[Referring expression data]
○ ○ ○ ○ ○

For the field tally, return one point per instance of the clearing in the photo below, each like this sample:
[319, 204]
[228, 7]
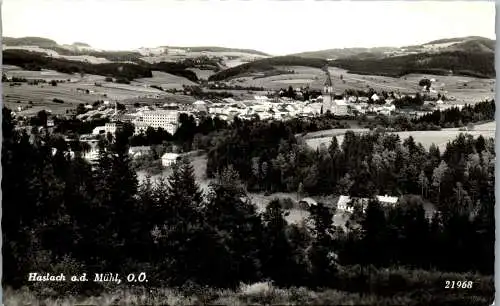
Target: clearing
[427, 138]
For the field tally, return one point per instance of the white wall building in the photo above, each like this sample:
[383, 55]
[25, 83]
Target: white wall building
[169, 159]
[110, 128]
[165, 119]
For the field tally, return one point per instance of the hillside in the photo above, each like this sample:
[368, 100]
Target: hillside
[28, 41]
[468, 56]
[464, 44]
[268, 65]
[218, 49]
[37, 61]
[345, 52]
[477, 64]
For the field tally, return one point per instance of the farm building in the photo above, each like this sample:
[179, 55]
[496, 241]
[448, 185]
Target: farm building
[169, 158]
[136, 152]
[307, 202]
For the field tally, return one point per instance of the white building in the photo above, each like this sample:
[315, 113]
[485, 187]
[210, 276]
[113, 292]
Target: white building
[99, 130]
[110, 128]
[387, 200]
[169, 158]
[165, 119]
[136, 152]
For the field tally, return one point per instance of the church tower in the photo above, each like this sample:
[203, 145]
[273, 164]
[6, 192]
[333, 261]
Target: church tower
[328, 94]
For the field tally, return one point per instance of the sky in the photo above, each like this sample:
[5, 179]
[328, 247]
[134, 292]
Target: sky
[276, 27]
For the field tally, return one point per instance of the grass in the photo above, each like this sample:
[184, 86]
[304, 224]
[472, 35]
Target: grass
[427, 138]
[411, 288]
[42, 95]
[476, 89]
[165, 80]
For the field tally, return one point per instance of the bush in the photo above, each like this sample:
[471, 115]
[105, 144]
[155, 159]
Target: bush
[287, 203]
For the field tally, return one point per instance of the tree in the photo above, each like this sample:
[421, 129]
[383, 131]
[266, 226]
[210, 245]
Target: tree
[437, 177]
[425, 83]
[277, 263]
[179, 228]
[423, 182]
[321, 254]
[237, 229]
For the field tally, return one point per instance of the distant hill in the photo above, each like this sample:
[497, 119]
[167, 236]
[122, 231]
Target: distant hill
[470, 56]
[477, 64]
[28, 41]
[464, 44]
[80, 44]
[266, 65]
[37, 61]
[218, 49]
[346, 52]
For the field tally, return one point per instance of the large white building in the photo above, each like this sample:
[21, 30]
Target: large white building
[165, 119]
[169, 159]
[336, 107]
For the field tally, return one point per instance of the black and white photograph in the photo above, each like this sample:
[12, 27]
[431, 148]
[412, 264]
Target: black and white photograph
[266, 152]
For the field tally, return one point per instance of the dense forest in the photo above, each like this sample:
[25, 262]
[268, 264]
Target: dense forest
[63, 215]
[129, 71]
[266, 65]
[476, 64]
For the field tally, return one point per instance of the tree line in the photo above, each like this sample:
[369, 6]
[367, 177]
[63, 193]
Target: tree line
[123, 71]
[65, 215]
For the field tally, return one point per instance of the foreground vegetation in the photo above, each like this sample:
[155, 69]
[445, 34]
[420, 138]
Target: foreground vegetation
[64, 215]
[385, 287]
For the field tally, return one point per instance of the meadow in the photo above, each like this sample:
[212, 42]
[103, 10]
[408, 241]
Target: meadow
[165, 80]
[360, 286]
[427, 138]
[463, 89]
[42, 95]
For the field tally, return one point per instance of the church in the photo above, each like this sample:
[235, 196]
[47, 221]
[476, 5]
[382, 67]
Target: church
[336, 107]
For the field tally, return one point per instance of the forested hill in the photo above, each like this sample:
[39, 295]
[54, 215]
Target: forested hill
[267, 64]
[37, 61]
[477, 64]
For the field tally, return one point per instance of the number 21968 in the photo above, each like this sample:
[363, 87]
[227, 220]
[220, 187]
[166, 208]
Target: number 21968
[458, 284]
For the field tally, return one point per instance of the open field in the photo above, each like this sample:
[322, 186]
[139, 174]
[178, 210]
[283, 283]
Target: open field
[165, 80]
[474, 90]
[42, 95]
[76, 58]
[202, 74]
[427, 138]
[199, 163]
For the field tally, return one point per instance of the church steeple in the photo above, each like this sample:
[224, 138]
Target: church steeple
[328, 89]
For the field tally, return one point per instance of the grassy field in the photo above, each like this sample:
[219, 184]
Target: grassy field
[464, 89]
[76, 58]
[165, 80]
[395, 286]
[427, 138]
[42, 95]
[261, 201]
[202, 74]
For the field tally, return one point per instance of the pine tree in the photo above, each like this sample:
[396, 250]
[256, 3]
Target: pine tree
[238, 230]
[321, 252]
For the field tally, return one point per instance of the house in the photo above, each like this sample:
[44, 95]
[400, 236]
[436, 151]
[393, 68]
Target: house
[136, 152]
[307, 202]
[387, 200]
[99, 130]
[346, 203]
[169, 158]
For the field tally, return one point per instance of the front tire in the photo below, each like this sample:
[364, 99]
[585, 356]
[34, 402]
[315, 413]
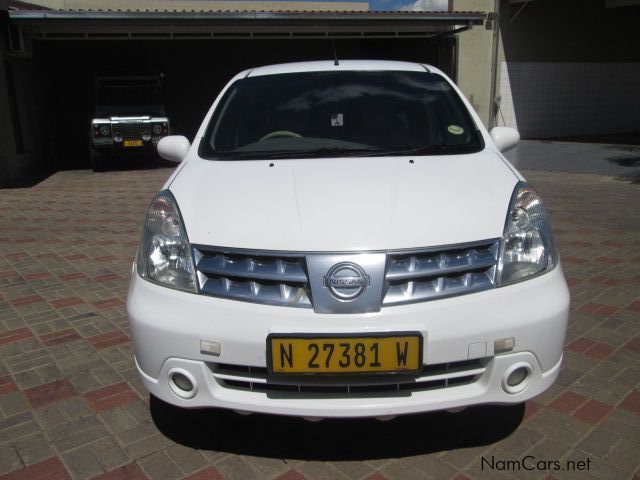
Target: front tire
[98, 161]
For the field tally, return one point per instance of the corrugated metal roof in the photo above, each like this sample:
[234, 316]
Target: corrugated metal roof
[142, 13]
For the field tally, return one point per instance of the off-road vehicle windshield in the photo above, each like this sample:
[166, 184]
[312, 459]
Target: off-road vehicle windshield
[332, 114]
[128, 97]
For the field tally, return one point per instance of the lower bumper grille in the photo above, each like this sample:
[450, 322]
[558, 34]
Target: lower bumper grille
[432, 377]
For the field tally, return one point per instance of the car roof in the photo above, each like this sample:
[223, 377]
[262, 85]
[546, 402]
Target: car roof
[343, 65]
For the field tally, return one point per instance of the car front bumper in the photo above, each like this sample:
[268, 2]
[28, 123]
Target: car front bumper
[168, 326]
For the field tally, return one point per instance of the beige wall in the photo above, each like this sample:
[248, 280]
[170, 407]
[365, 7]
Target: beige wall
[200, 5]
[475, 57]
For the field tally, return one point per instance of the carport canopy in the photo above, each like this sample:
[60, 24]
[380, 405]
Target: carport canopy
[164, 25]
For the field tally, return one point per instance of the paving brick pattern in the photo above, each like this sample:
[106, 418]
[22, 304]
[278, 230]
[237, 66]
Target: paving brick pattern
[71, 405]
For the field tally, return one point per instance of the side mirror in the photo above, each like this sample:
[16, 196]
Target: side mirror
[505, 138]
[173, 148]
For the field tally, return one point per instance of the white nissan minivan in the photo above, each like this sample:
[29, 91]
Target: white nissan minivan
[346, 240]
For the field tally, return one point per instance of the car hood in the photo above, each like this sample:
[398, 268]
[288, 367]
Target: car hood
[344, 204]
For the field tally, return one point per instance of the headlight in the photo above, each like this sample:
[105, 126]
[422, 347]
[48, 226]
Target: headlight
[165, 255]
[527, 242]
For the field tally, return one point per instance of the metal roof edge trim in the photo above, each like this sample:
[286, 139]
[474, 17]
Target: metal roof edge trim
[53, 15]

○ ○ ○ ○ ○

__THE PROBLEM__.
Every line above that holds the string "below" should be copied into the answer.

__WRITTEN RESPONSE__.
For the field tally, return one point per instance of the clearing in the photo below, each like this sample:
For the field tally, return one point per instance of the front tire in the photo below, each like this sample:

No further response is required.